Texto de leitura:

O órgão jurisdicional de reenvio salienta que, na sequência deste despacho, o legislador nacional não alterou a regulamentação em causa no processo principal e, tendo em conta, nomeadamente, as considerações expostas no Acórdão de 4 de outubro de 2018, Link Logistik N&N (C‑384/17, EU:C:2018:810), bem como a existência de divergências entre os órgãos jurisdicionais austríacos quanto ao modo como a jurisprudência do Tribunal de Justiça nesta matéria deve ser aplicada, interroga‑se sobre a questão de saber se e, se for caso disso, em que medida esta regulamentação pode ser afastada.

14

Em especial, considera que as consequências que devia retirar do referido despacho poderiam conduzi‑lo quer a afastar os elementos da referida regulamentação que obstam à aplicação de sanções proporcionadas, quer a abster‑se de aplicar, no seu conjunto, o regime de sanções previsto pela mesma regulamentação.

15

Neste contexto, o Landesverwaltungsgericht Steiermark (Tribunal Administrativo Regional da Estíria) decidiu suspender a instância e submeter ao Tribunal de Justiça as seguintes questões prejudiciais:

«1)

O requisito da proporcionalidade das sanções, previsto no artigo 20.o da Diretiva [2014/67] e interpretado pelos [Despachos de 19 de dezembro de 2019, Bezirkshauptmannschaft Hartberg‑Fürstenfeld (C‑645/18, não publicado, EU:C:2019:1108), e de 19 de dezembro de 2019, Bezirkshauptmannschaft Hartberg‑Fürstenfeld (C‑140/19, C‑141/19 e C‑492/19 a C‑494/19, não publicado, EU:C:2019:1103)], é uma disposição diretamente aplicável de uma diretiva?

2)

Em caso de resposta negativa à primeira questão:

A interpretação do direito nacional em conformidade com o direito da União permite e exige que, não tendo sido adotada nova legislação nacional, os tribunais e as autoridades administrativas do Estado‑Membro completem as disposições penais nacionais aplicáveis no presente caso com os critérios de proporcionalidade, definidos [pelo Tribunal de Justiça da União Europeia nos Despachos] [de 19 de dezembro de 2019, Bezirkshauptmannschaft Hartberg‑Fürstenfeld (C‑645/18, não publicado, EU:C:2019:1108), e de 19 de dezembro de 2019, Bezirkshauptmannschaft Hartberg‑Fürstenfeld (C‑140/19, C‑141/19 e C‑492/19 a C‑494/19, não publicado, EU:C:2019:1103)]?»

Quanto às questões prejudiciais

Quanto à primeira questão

16

Com a sua primeira questão, o órgão jurisdicional de reenvio pergunta, em substância, se o artigo 20.o da Diretiva 2014/67, na medida em que exige que as sanções que prevê sejam proporcionadas, é dotado de efeito direto e pode, assim, ser invocado pelos particulares nos órgãos jurisdicionais nacionais contra um Estado‑Membro que dele fez uma transposição incorreta.

Linhas fornecidas:
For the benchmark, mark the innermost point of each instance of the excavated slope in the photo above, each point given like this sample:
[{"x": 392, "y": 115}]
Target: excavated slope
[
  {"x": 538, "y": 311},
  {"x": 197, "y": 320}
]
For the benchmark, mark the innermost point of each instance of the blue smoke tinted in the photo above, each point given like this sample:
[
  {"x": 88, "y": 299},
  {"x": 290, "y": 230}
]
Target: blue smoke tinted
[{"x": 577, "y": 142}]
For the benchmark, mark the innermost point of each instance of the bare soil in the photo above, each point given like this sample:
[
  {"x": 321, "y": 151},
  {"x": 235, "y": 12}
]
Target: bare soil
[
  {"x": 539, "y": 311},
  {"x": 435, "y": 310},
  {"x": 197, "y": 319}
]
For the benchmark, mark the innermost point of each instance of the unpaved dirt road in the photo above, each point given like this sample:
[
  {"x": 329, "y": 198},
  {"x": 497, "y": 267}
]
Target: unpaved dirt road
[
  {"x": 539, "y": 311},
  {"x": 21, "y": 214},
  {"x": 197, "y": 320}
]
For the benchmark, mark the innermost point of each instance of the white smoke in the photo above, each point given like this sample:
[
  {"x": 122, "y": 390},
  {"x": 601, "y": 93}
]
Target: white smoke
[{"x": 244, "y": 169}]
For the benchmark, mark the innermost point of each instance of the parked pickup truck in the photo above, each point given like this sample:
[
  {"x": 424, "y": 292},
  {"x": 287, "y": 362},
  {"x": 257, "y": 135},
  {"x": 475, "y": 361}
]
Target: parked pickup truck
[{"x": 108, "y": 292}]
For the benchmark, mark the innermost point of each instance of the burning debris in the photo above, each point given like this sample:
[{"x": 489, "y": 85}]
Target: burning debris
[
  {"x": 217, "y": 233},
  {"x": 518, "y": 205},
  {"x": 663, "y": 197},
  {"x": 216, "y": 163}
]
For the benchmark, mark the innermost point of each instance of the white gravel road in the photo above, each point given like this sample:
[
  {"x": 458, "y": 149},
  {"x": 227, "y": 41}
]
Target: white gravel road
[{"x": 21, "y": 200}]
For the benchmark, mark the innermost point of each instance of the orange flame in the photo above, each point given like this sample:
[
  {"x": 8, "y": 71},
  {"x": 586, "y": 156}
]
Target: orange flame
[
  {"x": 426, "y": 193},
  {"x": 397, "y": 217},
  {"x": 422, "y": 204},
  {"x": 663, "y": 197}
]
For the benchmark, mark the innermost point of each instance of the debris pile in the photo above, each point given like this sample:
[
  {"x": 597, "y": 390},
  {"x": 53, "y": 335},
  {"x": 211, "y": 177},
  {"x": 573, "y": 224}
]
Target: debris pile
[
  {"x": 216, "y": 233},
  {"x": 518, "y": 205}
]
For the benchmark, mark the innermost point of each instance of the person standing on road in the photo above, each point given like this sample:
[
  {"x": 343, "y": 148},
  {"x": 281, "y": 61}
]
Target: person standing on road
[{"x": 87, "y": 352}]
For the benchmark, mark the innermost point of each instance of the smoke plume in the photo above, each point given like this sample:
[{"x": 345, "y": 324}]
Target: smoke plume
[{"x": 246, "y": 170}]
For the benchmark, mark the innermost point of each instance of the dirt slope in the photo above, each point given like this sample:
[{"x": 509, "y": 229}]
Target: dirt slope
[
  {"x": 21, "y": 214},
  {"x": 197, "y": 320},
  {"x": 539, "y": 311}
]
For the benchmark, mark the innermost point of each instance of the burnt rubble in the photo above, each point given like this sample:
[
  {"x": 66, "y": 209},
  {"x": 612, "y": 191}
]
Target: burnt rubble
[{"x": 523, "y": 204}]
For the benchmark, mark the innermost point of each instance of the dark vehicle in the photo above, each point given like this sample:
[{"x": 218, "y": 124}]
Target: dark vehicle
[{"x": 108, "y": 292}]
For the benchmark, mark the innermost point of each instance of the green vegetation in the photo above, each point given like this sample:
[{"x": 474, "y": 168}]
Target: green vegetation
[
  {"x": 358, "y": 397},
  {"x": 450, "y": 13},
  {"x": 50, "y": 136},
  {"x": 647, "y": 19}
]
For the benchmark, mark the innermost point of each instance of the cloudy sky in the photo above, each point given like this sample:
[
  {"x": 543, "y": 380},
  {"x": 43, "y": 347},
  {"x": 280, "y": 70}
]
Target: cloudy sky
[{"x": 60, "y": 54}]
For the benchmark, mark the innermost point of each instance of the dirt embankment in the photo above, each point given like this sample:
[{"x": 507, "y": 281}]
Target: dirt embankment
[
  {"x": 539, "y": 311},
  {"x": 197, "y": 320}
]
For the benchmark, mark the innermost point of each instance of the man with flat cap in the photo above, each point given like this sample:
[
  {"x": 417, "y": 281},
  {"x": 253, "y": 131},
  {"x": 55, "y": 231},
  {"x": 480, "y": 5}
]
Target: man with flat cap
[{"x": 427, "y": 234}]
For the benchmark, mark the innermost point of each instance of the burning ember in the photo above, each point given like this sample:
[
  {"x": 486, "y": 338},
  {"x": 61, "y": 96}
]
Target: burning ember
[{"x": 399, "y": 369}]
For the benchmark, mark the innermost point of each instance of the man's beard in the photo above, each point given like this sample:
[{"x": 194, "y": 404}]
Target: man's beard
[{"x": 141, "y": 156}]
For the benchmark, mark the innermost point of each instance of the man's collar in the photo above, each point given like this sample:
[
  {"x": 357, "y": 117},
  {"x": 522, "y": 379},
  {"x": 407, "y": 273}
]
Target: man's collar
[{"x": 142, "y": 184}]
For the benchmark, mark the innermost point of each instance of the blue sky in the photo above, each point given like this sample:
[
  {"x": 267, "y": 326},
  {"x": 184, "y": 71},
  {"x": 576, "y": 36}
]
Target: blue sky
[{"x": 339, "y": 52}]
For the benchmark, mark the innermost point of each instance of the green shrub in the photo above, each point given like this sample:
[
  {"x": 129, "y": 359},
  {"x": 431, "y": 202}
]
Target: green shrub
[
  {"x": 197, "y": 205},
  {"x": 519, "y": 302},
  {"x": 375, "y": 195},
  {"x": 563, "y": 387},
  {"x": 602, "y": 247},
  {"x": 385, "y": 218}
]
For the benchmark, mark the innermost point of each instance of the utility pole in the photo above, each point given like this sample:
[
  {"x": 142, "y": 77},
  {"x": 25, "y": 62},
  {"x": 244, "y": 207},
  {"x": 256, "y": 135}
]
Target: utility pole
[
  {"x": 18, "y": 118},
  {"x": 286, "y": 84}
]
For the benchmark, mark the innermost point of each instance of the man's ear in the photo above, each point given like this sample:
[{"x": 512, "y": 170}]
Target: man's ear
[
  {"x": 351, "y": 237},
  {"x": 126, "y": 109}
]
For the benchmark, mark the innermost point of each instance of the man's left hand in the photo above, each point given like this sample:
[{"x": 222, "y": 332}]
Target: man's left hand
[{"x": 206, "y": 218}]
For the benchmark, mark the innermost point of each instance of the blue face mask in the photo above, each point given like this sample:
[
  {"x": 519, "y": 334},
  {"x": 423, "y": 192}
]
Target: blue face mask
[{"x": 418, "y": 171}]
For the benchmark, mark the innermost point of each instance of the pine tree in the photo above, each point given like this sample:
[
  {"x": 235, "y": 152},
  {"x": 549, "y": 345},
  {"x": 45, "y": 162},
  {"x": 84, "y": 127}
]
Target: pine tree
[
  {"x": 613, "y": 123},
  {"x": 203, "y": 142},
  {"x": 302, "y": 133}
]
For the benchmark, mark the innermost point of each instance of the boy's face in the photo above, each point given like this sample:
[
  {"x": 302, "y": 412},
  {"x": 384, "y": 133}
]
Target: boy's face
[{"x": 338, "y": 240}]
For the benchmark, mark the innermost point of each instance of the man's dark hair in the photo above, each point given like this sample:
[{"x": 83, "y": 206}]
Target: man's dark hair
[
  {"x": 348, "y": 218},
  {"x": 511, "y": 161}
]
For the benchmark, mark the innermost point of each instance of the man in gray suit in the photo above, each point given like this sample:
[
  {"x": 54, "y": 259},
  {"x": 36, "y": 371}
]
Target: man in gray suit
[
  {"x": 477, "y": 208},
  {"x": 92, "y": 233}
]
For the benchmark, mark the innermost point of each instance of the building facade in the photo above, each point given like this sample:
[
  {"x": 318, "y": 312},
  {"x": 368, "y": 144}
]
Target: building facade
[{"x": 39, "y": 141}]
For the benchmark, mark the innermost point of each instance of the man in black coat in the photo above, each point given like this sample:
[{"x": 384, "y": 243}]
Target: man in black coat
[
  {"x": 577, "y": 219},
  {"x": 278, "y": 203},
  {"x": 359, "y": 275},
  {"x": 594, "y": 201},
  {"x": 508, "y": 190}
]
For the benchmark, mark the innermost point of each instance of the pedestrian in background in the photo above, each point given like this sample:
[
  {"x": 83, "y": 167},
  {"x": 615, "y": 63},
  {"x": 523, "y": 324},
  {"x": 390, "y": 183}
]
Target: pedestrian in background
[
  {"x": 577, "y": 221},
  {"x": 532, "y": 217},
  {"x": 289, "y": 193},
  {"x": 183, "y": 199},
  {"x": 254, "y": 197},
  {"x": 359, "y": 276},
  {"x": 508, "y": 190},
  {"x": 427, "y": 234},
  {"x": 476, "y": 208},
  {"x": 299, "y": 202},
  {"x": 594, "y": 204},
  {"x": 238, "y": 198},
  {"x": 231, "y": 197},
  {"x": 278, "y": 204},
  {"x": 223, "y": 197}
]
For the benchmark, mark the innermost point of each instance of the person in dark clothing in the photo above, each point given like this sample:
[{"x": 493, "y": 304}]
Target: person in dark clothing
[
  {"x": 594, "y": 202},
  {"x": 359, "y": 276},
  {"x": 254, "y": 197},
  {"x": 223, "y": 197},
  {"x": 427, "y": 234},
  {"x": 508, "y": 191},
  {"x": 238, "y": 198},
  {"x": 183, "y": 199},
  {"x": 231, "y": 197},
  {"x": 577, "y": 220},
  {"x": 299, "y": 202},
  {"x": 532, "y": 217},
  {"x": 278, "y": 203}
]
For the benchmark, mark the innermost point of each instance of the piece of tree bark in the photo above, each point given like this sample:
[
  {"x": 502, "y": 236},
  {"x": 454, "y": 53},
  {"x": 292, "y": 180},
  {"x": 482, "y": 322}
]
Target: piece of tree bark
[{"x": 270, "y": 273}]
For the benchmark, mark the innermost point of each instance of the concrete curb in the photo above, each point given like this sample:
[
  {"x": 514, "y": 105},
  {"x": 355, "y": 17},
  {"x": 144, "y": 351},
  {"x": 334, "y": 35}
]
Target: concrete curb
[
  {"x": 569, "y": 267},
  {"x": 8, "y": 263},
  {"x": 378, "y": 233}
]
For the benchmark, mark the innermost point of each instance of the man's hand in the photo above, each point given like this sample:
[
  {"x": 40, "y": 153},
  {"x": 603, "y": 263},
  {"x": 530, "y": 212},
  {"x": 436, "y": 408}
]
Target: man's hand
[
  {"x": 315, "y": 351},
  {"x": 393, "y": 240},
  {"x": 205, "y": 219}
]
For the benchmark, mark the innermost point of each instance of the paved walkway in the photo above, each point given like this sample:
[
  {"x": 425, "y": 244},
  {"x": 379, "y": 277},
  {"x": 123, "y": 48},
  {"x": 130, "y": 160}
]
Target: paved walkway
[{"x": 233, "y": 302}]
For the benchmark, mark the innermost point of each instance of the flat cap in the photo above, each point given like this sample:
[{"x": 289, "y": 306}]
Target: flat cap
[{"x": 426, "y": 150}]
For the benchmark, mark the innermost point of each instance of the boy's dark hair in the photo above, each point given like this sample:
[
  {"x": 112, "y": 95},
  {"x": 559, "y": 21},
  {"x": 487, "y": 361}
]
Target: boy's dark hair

Tarefa a realizar:
Segundo o texto de leitura, que tribunal decidiu suspender a instância e submeter questões prejudiciais ao Tribunal de Justiça? As linhas apresentadas provêm de uma fonte diferente da do texto de leitura.

Resolução comentada:
O Landesverwaltungsgericht Steiermark (Tribunal Administrativo Regional da Estíria).